Make an exact copy of every entry, from the first line to the last.

■ ■ ■ ■ ■ ■ ■

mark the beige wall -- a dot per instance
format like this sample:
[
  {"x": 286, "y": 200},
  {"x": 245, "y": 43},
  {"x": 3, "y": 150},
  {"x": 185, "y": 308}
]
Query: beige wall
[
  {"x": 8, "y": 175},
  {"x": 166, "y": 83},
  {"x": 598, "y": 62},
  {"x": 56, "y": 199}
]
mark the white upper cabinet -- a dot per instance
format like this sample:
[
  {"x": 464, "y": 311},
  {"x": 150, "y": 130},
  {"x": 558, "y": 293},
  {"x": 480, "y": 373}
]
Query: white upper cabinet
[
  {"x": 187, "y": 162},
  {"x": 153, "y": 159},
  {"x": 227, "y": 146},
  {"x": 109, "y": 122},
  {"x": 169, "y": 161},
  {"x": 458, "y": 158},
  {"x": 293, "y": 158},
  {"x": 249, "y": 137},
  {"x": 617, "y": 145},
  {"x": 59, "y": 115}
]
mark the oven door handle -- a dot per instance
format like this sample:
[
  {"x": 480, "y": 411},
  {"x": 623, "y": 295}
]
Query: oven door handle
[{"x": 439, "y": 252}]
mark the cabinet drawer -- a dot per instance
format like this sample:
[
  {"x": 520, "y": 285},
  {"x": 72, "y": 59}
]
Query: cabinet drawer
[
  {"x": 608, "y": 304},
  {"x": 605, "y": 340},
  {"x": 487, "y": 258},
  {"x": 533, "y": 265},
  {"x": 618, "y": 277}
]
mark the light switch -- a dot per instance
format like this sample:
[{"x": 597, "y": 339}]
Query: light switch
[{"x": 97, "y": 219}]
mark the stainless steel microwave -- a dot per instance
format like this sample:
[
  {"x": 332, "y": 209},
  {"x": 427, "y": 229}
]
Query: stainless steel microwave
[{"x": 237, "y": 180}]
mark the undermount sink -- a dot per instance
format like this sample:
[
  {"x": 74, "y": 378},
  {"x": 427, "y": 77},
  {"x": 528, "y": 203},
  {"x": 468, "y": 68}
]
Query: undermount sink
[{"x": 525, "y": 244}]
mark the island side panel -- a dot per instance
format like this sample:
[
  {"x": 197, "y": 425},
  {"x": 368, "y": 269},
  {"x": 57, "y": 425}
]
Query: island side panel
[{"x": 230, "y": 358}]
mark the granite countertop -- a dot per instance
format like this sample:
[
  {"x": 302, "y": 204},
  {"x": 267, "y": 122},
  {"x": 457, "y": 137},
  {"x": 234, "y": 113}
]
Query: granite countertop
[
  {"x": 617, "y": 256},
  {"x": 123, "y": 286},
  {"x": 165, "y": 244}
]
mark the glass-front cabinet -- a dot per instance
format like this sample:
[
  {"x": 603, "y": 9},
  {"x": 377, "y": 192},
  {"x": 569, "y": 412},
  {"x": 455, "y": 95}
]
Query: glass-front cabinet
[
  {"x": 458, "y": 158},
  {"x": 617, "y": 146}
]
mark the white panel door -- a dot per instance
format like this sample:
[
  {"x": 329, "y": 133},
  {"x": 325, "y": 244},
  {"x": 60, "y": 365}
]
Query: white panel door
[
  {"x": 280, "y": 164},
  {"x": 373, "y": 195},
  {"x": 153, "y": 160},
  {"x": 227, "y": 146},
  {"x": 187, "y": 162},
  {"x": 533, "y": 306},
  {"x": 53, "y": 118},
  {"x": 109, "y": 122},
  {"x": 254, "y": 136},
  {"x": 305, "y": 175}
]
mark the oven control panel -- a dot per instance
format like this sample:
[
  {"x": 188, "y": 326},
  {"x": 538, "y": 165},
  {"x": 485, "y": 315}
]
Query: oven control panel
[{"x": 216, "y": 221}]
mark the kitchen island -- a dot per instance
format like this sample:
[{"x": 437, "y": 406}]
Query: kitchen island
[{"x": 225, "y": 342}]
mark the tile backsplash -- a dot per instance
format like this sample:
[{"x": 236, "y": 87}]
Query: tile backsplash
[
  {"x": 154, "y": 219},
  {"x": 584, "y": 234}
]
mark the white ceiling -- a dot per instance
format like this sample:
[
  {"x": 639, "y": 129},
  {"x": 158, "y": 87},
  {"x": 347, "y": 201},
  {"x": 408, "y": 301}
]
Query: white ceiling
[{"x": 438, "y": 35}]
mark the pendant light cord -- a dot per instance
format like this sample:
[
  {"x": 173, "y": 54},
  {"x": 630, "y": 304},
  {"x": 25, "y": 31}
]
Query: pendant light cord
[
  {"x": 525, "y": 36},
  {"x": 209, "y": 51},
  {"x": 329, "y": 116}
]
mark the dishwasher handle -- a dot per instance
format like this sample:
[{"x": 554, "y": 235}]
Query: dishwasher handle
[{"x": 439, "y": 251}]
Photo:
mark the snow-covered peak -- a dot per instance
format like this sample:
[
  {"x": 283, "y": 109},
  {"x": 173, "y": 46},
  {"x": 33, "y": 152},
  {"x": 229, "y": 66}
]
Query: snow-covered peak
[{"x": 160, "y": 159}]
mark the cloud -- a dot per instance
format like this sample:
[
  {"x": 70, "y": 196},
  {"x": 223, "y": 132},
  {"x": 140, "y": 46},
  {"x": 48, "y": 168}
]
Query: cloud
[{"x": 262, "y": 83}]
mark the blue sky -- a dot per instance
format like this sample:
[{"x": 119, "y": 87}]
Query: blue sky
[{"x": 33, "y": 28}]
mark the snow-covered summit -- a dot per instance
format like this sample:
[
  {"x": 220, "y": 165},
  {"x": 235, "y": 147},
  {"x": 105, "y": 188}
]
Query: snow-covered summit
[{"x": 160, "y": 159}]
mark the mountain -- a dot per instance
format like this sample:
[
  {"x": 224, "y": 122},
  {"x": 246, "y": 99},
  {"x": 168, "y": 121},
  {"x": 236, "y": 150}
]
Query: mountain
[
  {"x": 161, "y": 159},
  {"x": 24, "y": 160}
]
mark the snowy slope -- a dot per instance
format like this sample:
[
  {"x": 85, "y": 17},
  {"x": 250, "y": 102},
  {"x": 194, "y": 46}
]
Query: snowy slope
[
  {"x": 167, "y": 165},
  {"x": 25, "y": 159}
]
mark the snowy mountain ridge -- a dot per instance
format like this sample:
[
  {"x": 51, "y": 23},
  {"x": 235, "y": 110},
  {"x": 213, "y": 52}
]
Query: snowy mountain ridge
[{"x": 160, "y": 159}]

■ ■ ■ ■ ■ ■ ■

◆ **Result of this task**:
mark the beige wall -- a dot per instance
format like this sample:
[
  {"x": 286, "y": 200},
  {"x": 245, "y": 43},
  {"x": 3, "y": 150},
  {"x": 185, "y": 308}
]
Query: beige wall
[
  {"x": 8, "y": 175},
  {"x": 166, "y": 83},
  {"x": 598, "y": 62},
  {"x": 56, "y": 199}
]
mark the white upper cabinet -- a dot per instance
format like this sample:
[
  {"x": 464, "y": 311},
  {"x": 150, "y": 130},
  {"x": 558, "y": 293},
  {"x": 480, "y": 373}
]
Query: white upper cabinet
[
  {"x": 187, "y": 162},
  {"x": 153, "y": 159},
  {"x": 227, "y": 146},
  {"x": 109, "y": 122},
  {"x": 169, "y": 161},
  {"x": 458, "y": 158},
  {"x": 293, "y": 158},
  {"x": 249, "y": 137},
  {"x": 617, "y": 145},
  {"x": 59, "y": 115}
]
mark the oven door handle -- a dot per instance
format like this sample:
[
  {"x": 480, "y": 411},
  {"x": 623, "y": 295}
]
Query: oven door handle
[{"x": 439, "y": 252}]
mark the cabinet drawer -- a dot per instance
format like this sample:
[
  {"x": 520, "y": 285},
  {"x": 72, "y": 59}
]
Query: cabinet drawer
[
  {"x": 608, "y": 304},
  {"x": 605, "y": 340},
  {"x": 487, "y": 258},
  {"x": 533, "y": 265},
  {"x": 618, "y": 277}
]
mark the light switch -- a dot per instance
format like this sample:
[{"x": 597, "y": 339}]
Query: light switch
[{"x": 97, "y": 219}]
mark the stainless steel microwave -- a dot per instance
format like this sample:
[
  {"x": 332, "y": 209},
  {"x": 427, "y": 229}
]
Query: stainless steel microwave
[{"x": 237, "y": 180}]
mark the undermount sink -- a dot per instance
format like this sample:
[
  {"x": 74, "y": 378},
  {"x": 427, "y": 77},
  {"x": 528, "y": 203},
  {"x": 468, "y": 68}
]
Query: undermount sink
[{"x": 525, "y": 244}]
mark the island side panel -- a dot per instance
format like this sample:
[
  {"x": 197, "y": 425},
  {"x": 368, "y": 269},
  {"x": 57, "y": 425}
]
Query: island side panel
[{"x": 230, "y": 358}]
mark the granite countertop -- a dot per instance
format like this sample:
[
  {"x": 302, "y": 204},
  {"x": 267, "y": 122},
  {"x": 457, "y": 137},
  {"x": 234, "y": 113}
]
Query: granite countertop
[
  {"x": 617, "y": 256},
  {"x": 123, "y": 286},
  {"x": 165, "y": 244}
]
mark the glass-front cabinet -- a dot per instance
format like this sample:
[
  {"x": 603, "y": 9},
  {"x": 377, "y": 192},
  {"x": 569, "y": 412},
  {"x": 455, "y": 95}
]
Query: glass-front cabinet
[
  {"x": 458, "y": 158},
  {"x": 617, "y": 146}
]
mark the white panel door -- a dot per instance
format like this sample:
[
  {"x": 329, "y": 133},
  {"x": 325, "y": 244},
  {"x": 60, "y": 365}
]
Query: white panel door
[
  {"x": 280, "y": 164},
  {"x": 373, "y": 195},
  {"x": 153, "y": 160},
  {"x": 227, "y": 146},
  {"x": 187, "y": 162},
  {"x": 533, "y": 306},
  {"x": 53, "y": 118},
  {"x": 109, "y": 122},
  {"x": 254, "y": 136},
  {"x": 305, "y": 175}
]
mark the oven control panel -- a dot per instance
format like this sample:
[
  {"x": 188, "y": 326},
  {"x": 538, "y": 165},
  {"x": 485, "y": 315}
]
Query: oven control panel
[{"x": 216, "y": 221}]
mark the kitchen island -- a dot per instance
format like this sample:
[{"x": 437, "y": 406}]
Query: kitchen island
[{"x": 225, "y": 342}]
mark the tile backsplash -- a dot per instance
format like this sample:
[{"x": 236, "y": 87}]
Query: tile backsplash
[
  {"x": 154, "y": 219},
  {"x": 584, "y": 234}
]
mark the white ceiling -- a dot per instance
format like this sample:
[
  {"x": 639, "y": 129},
  {"x": 158, "y": 87},
  {"x": 347, "y": 201},
  {"x": 408, "y": 301}
]
Query: white ceiling
[{"x": 438, "y": 35}]
mark the pendant light cord -- a dot per instance
format like this sample:
[
  {"x": 173, "y": 54},
  {"x": 630, "y": 304},
  {"x": 25, "y": 31}
]
Query: pendant light cord
[
  {"x": 525, "y": 36},
  {"x": 209, "y": 51},
  {"x": 329, "y": 116}
]
mark the dishwasher handle -- a dot per instance
format like this sample:
[{"x": 554, "y": 235}]
Query: dishwasher handle
[{"x": 439, "y": 251}]
Photo:
mark the snow-covered peak -- a dot per instance
format like this sample:
[
  {"x": 283, "y": 109},
  {"x": 173, "y": 46},
  {"x": 33, "y": 152},
  {"x": 229, "y": 66}
]
Query: snow-covered peak
[{"x": 160, "y": 159}]
mark the cloud -- a dot per instance
format like this sample:
[
  {"x": 70, "y": 196},
  {"x": 223, "y": 132},
  {"x": 140, "y": 46},
  {"x": 48, "y": 168}
]
Query: cloud
[{"x": 262, "y": 83}]
mark the blue sky -- a dot per instance
format like this sample:
[{"x": 119, "y": 87}]
Query: blue sky
[{"x": 33, "y": 28}]
mark the snow-covered summit -- a dot per instance
format like this sample:
[
  {"x": 220, "y": 165},
  {"x": 235, "y": 147},
  {"x": 105, "y": 188}
]
Query: snow-covered summit
[{"x": 160, "y": 159}]
mark the mountain -- a dot per instance
format like this sample:
[
  {"x": 224, "y": 122},
  {"x": 246, "y": 99},
  {"x": 168, "y": 121},
  {"x": 236, "y": 150}
]
Query: mountain
[
  {"x": 161, "y": 159},
  {"x": 24, "y": 160}
]
mark the snowy slope -- a dot per instance
format like this sample:
[
  {"x": 85, "y": 17},
  {"x": 250, "y": 102},
  {"x": 194, "y": 46}
]
Query: snowy slope
[
  {"x": 167, "y": 165},
  {"x": 25, "y": 159}
]
mark the snowy mountain ridge -- a dot per instance
format like this sample:
[
  {"x": 51, "y": 23},
  {"x": 235, "y": 110},
  {"x": 213, "y": 52}
]
Query: snowy mountain ridge
[{"x": 160, "y": 159}]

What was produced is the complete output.